----- EXCERPTED PASSAGE -----
There are various approaches for reducing your milk yields that should be considered before changing milking frequency – our top tips for reducing milk production will help.

Key considerations for farmers reducing milking frequency:

  • Discuss changes to your feeding strategies without compromising health and fertility with your nutritionist and vet
  • Knowing the productive capacity of the cows and the quality of the forage will help make a more informed decision on where feed savings can be made
  • Do a full cost-benefit analysis with a partial budget
  • Watch the webinar on “Managing through milk challenges

Before implementing any strategies aimed at reducing production, the full implications of such a decision must be understood and budgeted. In particular, it is important to consider whether you reduce the milking frequency of all or part of your herd. Strategies adopted in the short term can have significant long-term implications in terms of animal health, fertility, production and the business’s performance. Farmers considering this move should discuss changes to feeding strategies without compromising health and fertility with their vets and nutritionists.

What changes do I need to make to my parlour when reducing milk production?
-----
## SET OF TASKS
1) According to the passage on reducing milk production, with whom should farmers discuss changes to feeding strategies?
2) Put everything in the records from the line containing "Every instance of the blue" down to the last line of the records, both included, into a Markdown table with the columns Row and Line, numbering each line and leaving out blank lines.
The records that follow are separate material, unrelated to the passage on reducing milk production.
----- STORED DATA -----
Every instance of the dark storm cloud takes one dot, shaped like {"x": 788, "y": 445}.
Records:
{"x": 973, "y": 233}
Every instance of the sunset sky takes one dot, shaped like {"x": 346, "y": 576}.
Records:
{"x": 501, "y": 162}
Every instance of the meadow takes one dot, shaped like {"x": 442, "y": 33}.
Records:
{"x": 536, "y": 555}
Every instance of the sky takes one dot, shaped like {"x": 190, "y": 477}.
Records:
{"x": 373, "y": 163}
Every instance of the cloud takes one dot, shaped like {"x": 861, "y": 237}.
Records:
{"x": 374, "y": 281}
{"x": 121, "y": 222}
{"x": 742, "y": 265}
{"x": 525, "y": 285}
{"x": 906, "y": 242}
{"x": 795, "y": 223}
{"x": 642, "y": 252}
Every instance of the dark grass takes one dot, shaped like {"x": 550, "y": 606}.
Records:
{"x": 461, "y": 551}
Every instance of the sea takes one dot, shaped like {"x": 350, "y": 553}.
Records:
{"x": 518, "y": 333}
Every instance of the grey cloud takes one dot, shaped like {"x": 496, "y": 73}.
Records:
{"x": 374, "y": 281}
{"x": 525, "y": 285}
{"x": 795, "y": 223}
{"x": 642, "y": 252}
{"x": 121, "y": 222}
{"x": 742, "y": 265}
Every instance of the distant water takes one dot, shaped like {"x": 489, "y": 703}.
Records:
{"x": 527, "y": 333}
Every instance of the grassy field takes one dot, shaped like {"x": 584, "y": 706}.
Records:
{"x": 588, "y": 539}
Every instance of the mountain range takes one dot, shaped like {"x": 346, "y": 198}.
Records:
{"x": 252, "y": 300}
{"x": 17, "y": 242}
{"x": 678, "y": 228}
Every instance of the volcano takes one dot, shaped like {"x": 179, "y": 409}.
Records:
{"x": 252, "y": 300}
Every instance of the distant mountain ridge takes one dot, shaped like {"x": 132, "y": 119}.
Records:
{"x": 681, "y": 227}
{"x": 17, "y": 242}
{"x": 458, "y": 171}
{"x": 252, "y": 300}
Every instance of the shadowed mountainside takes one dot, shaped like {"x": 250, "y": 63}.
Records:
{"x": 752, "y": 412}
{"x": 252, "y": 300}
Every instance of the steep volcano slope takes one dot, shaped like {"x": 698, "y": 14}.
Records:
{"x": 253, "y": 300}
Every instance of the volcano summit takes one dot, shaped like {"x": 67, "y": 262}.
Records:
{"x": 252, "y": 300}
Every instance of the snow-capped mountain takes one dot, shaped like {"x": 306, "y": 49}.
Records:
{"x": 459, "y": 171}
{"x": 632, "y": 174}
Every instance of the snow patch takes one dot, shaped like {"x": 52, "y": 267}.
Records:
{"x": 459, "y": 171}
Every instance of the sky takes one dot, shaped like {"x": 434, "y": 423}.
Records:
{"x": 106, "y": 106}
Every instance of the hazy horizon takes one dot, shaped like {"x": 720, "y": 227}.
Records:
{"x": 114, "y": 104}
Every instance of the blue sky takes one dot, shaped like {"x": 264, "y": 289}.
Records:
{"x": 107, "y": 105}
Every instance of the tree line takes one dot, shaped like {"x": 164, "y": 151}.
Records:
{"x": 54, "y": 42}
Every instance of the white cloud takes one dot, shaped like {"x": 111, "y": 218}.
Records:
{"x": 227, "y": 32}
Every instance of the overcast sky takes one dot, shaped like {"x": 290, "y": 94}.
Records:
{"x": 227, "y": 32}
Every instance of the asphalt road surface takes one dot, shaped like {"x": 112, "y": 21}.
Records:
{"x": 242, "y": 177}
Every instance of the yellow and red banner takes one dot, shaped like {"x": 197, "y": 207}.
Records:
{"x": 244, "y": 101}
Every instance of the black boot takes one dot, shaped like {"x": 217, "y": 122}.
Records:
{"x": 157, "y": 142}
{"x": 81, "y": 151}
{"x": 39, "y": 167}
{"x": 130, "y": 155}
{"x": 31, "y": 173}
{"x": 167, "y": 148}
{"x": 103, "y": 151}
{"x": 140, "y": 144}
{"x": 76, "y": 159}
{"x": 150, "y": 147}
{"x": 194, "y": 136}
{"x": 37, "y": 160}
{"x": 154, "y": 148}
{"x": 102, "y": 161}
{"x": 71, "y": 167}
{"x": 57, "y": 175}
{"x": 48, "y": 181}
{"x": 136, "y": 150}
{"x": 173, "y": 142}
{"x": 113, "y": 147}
-----
## FINAL ANSWERS
1) Their vets and nutritionists.

2)
| Row | Line |
|---|---|
| 1 | Every instance of the blue sky takes one dot, shaped like {"x": 264, "y": 289}. |
| 2 | Records: |
| 3 | {"x": 107, "y": 105} |
| 4 | Every instance of the tree line takes one dot, shaped like {"x": 164, "y": 151}. |
| 5 | Records: |
| 6 | {"x": 54, "y": 42} |
| 7 | Every instance of the white cloud takes one dot, shaped like {"x": 111, "y": 218}. |
| 8 | Records: |
| 9 | {"x": 227, "y": 32} |
| 10 | Every instance of the overcast sky takes one dot, shaped like {"x": 290, "y": 94}. |
| 11 | Records: |
| 12 | {"x": 227, "y": 32} |
| 13 | Every instance of the asphalt road surface takes one dot, shaped like {"x": 112, "y": 21}. |
| 14 | Records: |
| 15 | {"x": 242, "y": 177} |
| 16 | Every instance of the yellow and red banner takes one dot, shaped like {"x": 197, "y": 207}. |
| 17 | Records: |
| 18 | {"x": 244, "y": 101} |
| 19 | Every instance of the black boot takes one dot, shaped like {"x": 217, "y": 122}. |
| 20 | Records: |
| 21 | {"x": 157, "y": 142} |
| 22 | {"x": 81, "y": 151} |
| 23 | {"x": 39, "y": 167} |
| 24 | {"x": 130, "y": 155} |
| 25 | {"x": 31, "y": 173} |
| 26 | {"x": 167, "y": 148} |
| 27 | {"x": 103, "y": 151} |
| 28 | {"x": 140, "y": 144} |
| 29 | {"x": 76, "y": 159} |
| 30 | {"x": 150, "y": 147} |
| 31 | {"x": 194, "y": 136} |
| 32 | {"x": 37, "y": 160} |
| 33 | {"x": 154, "y": 148} |
| 34 | {"x": 102, "y": 161} |
| 35 | {"x": 71, "y": 167} |
| 36 | {"x": 57, "y": 175} |
| 37 | {"x": 48, "y": 181} |
| 38 | {"x": 136, "y": 150} |
| 39 | {"x": 173, "y": 142} |
| 40 | {"x": 113, "y": 147} |